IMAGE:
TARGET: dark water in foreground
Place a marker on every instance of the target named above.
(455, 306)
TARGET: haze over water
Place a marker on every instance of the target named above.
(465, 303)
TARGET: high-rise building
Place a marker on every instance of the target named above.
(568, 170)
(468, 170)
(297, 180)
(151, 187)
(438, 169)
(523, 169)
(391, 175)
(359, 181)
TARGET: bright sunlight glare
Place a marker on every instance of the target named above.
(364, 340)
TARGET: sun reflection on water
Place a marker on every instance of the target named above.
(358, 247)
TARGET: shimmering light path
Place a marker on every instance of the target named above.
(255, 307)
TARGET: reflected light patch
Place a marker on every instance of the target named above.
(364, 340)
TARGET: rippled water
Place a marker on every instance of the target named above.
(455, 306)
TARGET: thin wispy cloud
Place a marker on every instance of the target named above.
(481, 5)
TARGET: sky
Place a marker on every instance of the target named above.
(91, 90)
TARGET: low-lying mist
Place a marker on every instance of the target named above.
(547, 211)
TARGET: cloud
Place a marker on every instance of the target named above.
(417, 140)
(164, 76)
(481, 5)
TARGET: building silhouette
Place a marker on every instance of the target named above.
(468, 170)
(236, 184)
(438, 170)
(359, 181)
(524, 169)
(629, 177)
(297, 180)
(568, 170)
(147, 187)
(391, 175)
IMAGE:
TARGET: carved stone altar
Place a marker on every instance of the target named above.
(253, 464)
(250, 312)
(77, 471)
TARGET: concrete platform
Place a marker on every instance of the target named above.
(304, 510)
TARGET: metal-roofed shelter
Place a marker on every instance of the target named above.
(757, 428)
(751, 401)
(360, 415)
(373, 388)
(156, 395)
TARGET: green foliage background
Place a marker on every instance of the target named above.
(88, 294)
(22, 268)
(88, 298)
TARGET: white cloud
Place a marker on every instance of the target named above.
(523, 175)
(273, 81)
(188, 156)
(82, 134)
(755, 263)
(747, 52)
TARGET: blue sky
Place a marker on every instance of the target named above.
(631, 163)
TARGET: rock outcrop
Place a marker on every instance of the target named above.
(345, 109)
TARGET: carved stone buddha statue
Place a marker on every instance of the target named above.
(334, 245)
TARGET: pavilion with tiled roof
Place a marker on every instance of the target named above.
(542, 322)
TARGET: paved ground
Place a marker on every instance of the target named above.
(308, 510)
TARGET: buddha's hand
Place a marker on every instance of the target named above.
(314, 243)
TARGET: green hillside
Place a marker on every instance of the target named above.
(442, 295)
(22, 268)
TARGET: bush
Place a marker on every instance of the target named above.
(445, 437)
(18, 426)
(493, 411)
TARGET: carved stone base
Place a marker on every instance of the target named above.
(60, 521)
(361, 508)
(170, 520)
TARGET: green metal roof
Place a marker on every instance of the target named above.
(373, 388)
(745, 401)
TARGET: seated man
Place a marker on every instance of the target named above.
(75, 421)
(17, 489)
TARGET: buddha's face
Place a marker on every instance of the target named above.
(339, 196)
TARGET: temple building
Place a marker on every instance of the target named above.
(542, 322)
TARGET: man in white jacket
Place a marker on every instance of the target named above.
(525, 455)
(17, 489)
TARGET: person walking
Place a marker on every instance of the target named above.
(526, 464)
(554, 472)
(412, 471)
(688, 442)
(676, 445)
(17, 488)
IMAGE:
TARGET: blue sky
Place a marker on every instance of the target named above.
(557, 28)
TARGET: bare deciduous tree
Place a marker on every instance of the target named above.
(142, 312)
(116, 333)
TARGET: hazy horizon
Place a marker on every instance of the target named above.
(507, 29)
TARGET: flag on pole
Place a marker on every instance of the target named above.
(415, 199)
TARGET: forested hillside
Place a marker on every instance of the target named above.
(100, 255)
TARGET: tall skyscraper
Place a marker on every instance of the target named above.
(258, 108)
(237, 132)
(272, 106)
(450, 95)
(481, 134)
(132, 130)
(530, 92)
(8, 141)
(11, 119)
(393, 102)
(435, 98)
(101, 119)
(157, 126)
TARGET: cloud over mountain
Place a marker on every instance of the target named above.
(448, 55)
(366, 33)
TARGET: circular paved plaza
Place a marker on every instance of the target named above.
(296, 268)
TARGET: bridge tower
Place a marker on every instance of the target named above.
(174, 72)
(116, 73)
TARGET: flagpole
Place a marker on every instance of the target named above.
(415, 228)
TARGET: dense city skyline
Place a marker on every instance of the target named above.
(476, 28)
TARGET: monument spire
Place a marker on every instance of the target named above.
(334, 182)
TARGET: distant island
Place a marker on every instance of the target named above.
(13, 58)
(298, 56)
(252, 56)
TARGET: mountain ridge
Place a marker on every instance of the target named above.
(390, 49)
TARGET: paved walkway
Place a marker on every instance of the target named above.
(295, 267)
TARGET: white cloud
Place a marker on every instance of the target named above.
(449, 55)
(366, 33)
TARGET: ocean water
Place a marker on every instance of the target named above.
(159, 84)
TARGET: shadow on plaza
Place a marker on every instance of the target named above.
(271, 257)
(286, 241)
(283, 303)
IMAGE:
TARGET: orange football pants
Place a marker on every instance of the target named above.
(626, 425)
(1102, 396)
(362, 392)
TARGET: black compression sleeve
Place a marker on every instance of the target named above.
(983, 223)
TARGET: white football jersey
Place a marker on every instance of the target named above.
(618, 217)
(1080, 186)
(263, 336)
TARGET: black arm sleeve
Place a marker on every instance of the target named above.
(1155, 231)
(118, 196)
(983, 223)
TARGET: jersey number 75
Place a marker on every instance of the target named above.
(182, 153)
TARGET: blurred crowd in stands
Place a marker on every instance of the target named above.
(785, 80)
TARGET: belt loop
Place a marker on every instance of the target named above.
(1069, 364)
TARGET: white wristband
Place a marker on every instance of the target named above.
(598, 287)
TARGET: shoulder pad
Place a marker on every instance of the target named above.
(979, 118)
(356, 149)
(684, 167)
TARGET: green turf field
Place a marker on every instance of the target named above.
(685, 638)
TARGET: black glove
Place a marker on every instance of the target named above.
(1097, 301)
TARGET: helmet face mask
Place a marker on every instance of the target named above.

----------

- _Work required_:
Retype the entries exactly, including every line.

- _Task result_:
IMAGE:
TARGET: dark water in foreground
Place a marker on every instance of the target named above.
(455, 306)
TARGET: haze over water
Place a marker on every instance of the target named above.
(465, 303)
TARGET: high-rise building
Place a marker on every instance of the target named above.
(568, 170)
(468, 170)
(297, 180)
(151, 187)
(438, 169)
(523, 169)
(391, 175)
(359, 181)
TARGET: bright sunlight glare
Place a marker on every instance of the target named above.
(364, 340)
TARGET: sun reflection on water
Place a marker on every instance of the target named above.
(358, 247)
TARGET: shimmering light path
Place a marker on every instance of the target named above.
(255, 307)
TARGET: reflected light patch
Place a marker on every instance of the target named above.
(364, 340)
TARGET: rippled water
Place a marker on every instance of the target named above.
(455, 306)
TARGET: thin wispy cloud
Place a marker on every instance of the target named above.
(481, 5)
TARGET: sky
Place a marker on every instance of the target named above.
(91, 90)
TARGET: low-lying mist
Place a marker on every instance of the target named above.
(547, 211)
TARGET: cloud
Place a marker on every instance of the target named above.
(417, 140)
(164, 76)
(481, 5)
TARGET: building silhouette
Place a marker on every instance of the target named above.
(468, 170)
(236, 184)
(438, 170)
(359, 181)
(524, 169)
(629, 177)
(297, 180)
(568, 170)
(147, 187)
(391, 175)
IMAGE:
TARGET: carved stone altar
Place a marker on every instance of the target named above.
(253, 464)
(250, 312)
(77, 471)
TARGET: concrete platform
Place a marker on every instance of the target named above.
(304, 510)
TARGET: metal-roofed shelter
Place a marker on every instance of the target named above.
(757, 428)
(751, 401)
(360, 415)
(373, 388)
(156, 395)
TARGET: green foliage background
Place a marker on every instance of the target named above.
(88, 294)
(22, 268)
(88, 298)
TARGET: white cloud
Place a marker on every instance of the target named above.
(523, 175)
(273, 81)
(188, 156)
(82, 134)
(755, 263)
(747, 52)
TARGET: blue sky
Place a marker on every instance of the target named above.
(631, 163)
TARGET: rock outcrop
Place a marker on every instance of the target named above.
(345, 109)
TARGET: carved stone buddha statue
Place a marker on every instance of the target named above.
(334, 245)
TARGET: pavilion with tiled roof
Place a marker on every instance of the target named above.
(542, 322)
TARGET: paved ground
Place a marker on every instance of the target named above.
(308, 510)
TARGET: buddha's hand
Place a marker on every instance of the target named above.
(314, 243)
TARGET: green hillside
Place a marker on every instance of the target named above.
(442, 295)
(22, 268)
TARGET: bush
Place a marker on every instance of the target named above.
(445, 437)
(18, 426)
(493, 411)
TARGET: carved stone base
Place a marker on every instance of the target named above.
(60, 521)
(361, 508)
(170, 520)
TARGET: green metal roof
Place a marker on every instance of the target named above.
(373, 388)
(745, 401)
TARGET: seated man
Place a marker on every instance of the target named above.
(75, 421)
(17, 489)
TARGET: buddha's face
Place a marker on every instance of the target named above.
(339, 196)
TARGET: temple building
Place a marker on every instance of the target named above.
(542, 322)
TARGET: man in white jacket
Place a marker on every instance of the target named above.
(525, 455)
(17, 489)
TARGET: person walking
Place a marker on every instance of the target named above.
(526, 464)
(554, 472)
(412, 471)
(688, 442)
(676, 445)
(17, 488)
IMAGE:
TARGET: blue sky
Place a marker on every instance of the target named above.
(557, 28)
TARGET: bare deciduous tree
Place a marker on every instance of the target named above.
(142, 312)
(116, 333)
TARGET: hazy horizon
Place a marker on every instance of the target named above.
(507, 29)
TARGET: flag on pole
Place a marker on every instance of the target named above.
(415, 199)
TARGET: forested hillside
Place a marker on every instance of the target named above.
(100, 255)
TARGET: tall skyscraper
Place a marker on every instance of the target named above.
(258, 108)
(237, 132)
(272, 106)
(450, 95)
(481, 134)
(132, 130)
(530, 92)
(8, 141)
(11, 119)
(393, 102)
(435, 98)
(101, 119)
(157, 126)
TARGET: cloud over mountain
Place a marker on every instance of the target named above.
(448, 55)
(366, 33)
TARGET: circular paved plaza
Place a marker on every instance of the target named above.
(296, 268)
TARGET: bridge tower
Place a marker on every instance of the target named above.
(174, 72)
(116, 73)
TARGET: flagpole
Place a marker on every instance of the target named above.
(415, 228)
TARGET: dense city skyline
Place a marker on every instance of the target named above.
(476, 28)
TARGET: monument spire
Place a marker on every instance of the target named above.
(334, 182)
TARGET: distant island
Place a marker on every instance of the target named above.
(13, 58)
(298, 56)
(252, 56)
TARGET: mountain ridge
Place a marker on every instance of the target named above.
(390, 49)
TARGET: paved walkway
Place a marker on every instance of the target named above.
(295, 267)
TARGET: white cloud
Place a marker on every instance of the target named above.
(449, 55)
(366, 33)
TARGET: ocean water
Place a marker on every instance of the target named above.
(159, 84)
TARGET: shadow on plaza
Place a marker on every instance of the target named above.
(271, 257)
(286, 241)
(283, 303)
IMAGE:
TARGET: orange football pants
Place a marker on every instance of the target named above.
(626, 425)
(1102, 396)
(362, 392)
TARGET: black compression sleeve
Place a marker on every instance of the target named above.
(983, 223)
TARGET: white football jersey
Place a marker on every instance of the target named above.
(618, 217)
(1080, 186)
(263, 336)
TARGET: black arm sleeve
Place a marker on every instance of the target named above.
(1155, 231)
(118, 196)
(983, 223)
TARGET: jersey number 75
Place a marker on every instance of the target named above.
(182, 153)
TARGET: blurred crowd in stands
Place a marker on every instance of the target named above.
(785, 80)
TARGET: belt loop
Place a marker on every instance of the target named above.
(1069, 364)
TARGET: white wristband
Place a marker on every instance of the target named above.
(598, 287)
TARGET: shoulder pad
Place a marker on every instance of the target named above.
(979, 118)
(356, 149)
(684, 167)
TARGET: green turf field
Place a marker on every instance of the target named above.
(685, 638)
TARGET: black glove
Place a marker on every instance of the target named above.
(1097, 301)
TARGET: helmet face mask
Place a marker on every instance of the target named above.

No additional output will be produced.